What you should do:
Copy all of the material below word for word, leaving out the pictures.

Material provided:
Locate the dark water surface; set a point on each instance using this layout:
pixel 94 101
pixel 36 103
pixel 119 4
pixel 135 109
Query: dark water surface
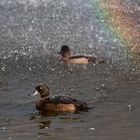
pixel 31 34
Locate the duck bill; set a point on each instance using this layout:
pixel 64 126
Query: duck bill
pixel 35 93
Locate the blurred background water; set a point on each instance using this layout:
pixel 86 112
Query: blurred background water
pixel 31 34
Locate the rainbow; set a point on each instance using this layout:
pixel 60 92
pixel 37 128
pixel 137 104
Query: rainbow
pixel 121 21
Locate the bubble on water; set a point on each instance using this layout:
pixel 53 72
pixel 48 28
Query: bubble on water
pixel 92 128
pixel 4 128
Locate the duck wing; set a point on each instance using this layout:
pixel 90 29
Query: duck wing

Solved exercise:
Locate the dark water surface; set a point on each instance using this layout:
pixel 94 101
pixel 36 103
pixel 119 4
pixel 135 109
Query: dark water surface
pixel 31 34
Locate the duck bill; set a point on each instance using this layout:
pixel 64 126
Query: duck bill
pixel 35 93
Locate the blurred background water; set a point on each instance using this layout:
pixel 86 112
Query: blurred background water
pixel 31 34
Locate the rainbow; set a point on each instance using this layout:
pixel 60 92
pixel 37 128
pixel 137 104
Query: rainbow
pixel 121 21
Locate the bubble on water; set a point on each instance using this layout:
pixel 53 72
pixel 48 28
Query: bubble on water
pixel 92 128
pixel 4 128
Locate the duck wing; set a point on each instance using this layout:
pixel 90 29
Query: duck wing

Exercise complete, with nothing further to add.